» **Required task**
Please gather every line in the records below that contains the word "wall" and copy each one in full. Case counts when matching.

» **Material shown**

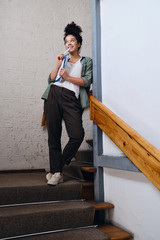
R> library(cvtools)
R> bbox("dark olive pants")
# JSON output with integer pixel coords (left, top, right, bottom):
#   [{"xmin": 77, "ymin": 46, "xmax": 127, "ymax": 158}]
[{"xmin": 44, "ymin": 85, "xmax": 84, "ymax": 173}]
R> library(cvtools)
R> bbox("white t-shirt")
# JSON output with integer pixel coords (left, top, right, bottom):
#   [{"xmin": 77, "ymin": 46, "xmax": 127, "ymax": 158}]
[{"xmin": 53, "ymin": 59, "xmax": 82, "ymax": 98}]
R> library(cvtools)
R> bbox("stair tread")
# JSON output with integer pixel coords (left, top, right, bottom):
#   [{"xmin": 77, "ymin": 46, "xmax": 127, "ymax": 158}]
[
  {"xmin": 87, "ymin": 200, "xmax": 114, "ymax": 210},
  {"xmin": 0, "ymin": 201, "xmax": 90, "ymax": 217},
  {"xmin": 82, "ymin": 182, "xmax": 94, "ymax": 187},
  {"xmin": 98, "ymin": 224, "xmax": 132, "ymax": 240},
  {"xmin": 0, "ymin": 172, "xmax": 82, "ymax": 205},
  {"xmin": 0, "ymin": 201, "xmax": 95, "ymax": 238},
  {"xmin": 81, "ymin": 166, "xmax": 97, "ymax": 173},
  {"xmin": 13, "ymin": 228, "xmax": 109, "ymax": 240}
]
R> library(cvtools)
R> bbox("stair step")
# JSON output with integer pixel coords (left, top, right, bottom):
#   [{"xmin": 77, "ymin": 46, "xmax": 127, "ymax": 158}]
[
  {"xmin": 0, "ymin": 171, "xmax": 82, "ymax": 205},
  {"xmin": 5, "ymin": 227, "xmax": 110, "ymax": 240},
  {"xmin": 81, "ymin": 182, "xmax": 94, "ymax": 200},
  {"xmin": 75, "ymin": 150, "xmax": 93, "ymax": 163},
  {"xmin": 98, "ymin": 224, "xmax": 133, "ymax": 240},
  {"xmin": 87, "ymin": 200, "xmax": 114, "ymax": 210},
  {"xmin": 86, "ymin": 139, "xmax": 93, "ymax": 147},
  {"xmin": 81, "ymin": 167, "xmax": 97, "ymax": 173},
  {"xmin": 0, "ymin": 201, "xmax": 95, "ymax": 238}
]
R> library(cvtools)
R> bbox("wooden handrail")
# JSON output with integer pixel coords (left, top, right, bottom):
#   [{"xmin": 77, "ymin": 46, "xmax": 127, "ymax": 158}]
[{"xmin": 90, "ymin": 96, "xmax": 160, "ymax": 190}]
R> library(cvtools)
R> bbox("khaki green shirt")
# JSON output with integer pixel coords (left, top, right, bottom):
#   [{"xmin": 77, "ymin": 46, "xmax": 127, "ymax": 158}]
[{"xmin": 42, "ymin": 57, "xmax": 93, "ymax": 108}]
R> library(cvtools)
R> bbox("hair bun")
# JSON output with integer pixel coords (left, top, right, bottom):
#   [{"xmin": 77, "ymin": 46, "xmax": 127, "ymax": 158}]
[{"xmin": 64, "ymin": 22, "xmax": 82, "ymax": 36}]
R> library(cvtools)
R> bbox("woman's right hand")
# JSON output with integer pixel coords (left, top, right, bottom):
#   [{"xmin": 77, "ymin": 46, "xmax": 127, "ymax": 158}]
[{"xmin": 56, "ymin": 54, "xmax": 64, "ymax": 67}]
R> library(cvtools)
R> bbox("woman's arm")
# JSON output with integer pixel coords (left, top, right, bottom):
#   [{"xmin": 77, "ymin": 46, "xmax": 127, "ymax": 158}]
[{"xmin": 59, "ymin": 68, "xmax": 85, "ymax": 87}]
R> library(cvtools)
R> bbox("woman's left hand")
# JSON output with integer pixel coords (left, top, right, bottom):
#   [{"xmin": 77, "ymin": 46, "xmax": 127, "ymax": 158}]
[{"xmin": 59, "ymin": 68, "xmax": 68, "ymax": 80}]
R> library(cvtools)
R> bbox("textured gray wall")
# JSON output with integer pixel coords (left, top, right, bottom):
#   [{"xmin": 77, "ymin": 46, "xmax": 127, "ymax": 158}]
[{"xmin": 0, "ymin": 0, "xmax": 92, "ymax": 170}]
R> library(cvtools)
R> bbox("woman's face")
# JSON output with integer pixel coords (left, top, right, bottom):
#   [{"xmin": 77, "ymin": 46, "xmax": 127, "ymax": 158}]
[{"xmin": 65, "ymin": 35, "xmax": 81, "ymax": 54}]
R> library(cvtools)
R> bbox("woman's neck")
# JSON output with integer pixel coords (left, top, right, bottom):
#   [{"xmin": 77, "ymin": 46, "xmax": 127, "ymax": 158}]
[{"xmin": 69, "ymin": 52, "xmax": 81, "ymax": 63}]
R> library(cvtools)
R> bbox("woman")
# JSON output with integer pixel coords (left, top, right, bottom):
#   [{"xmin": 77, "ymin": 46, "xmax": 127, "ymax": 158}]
[{"xmin": 42, "ymin": 22, "xmax": 92, "ymax": 185}]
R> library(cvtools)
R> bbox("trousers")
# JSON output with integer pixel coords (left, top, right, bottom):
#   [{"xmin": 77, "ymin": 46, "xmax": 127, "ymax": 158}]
[{"xmin": 44, "ymin": 85, "xmax": 84, "ymax": 173}]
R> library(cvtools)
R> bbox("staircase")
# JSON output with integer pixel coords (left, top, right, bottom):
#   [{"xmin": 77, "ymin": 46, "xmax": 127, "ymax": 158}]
[{"xmin": 0, "ymin": 142, "xmax": 132, "ymax": 240}]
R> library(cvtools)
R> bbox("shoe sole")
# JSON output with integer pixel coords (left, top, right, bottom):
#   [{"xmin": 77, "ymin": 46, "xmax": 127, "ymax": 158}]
[{"xmin": 47, "ymin": 179, "xmax": 63, "ymax": 186}]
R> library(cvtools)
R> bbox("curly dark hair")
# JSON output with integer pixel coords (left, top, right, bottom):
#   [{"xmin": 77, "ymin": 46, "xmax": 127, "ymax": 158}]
[{"xmin": 64, "ymin": 22, "xmax": 83, "ymax": 49}]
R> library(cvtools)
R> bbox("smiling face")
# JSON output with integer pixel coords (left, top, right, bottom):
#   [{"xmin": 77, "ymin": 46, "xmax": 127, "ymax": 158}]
[{"xmin": 65, "ymin": 35, "xmax": 81, "ymax": 54}]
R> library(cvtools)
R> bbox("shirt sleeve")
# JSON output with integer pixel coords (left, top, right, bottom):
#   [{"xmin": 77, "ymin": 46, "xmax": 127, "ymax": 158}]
[{"xmin": 82, "ymin": 58, "xmax": 93, "ymax": 87}]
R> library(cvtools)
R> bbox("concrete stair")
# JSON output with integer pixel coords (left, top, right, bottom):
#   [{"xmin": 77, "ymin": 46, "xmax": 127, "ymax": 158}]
[
  {"xmin": 0, "ymin": 171, "xmax": 109, "ymax": 240},
  {"xmin": 0, "ymin": 143, "xmax": 132, "ymax": 240}
]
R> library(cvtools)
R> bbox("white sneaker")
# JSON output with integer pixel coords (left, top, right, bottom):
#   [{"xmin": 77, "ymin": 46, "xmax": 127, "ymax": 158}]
[
  {"xmin": 47, "ymin": 172, "xmax": 63, "ymax": 185},
  {"xmin": 46, "ymin": 173, "xmax": 53, "ymax": 181}
]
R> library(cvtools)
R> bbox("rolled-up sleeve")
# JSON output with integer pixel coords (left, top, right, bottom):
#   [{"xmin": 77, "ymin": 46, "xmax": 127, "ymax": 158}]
[{"xmin": 81, "ymin": 58, "xmax": 93, "ymax": 88}]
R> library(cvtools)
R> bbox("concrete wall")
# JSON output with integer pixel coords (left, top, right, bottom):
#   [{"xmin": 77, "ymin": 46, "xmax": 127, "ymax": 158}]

» **Right answer**
R> bbox("textured gray wall")
R> bbox("concrete wall")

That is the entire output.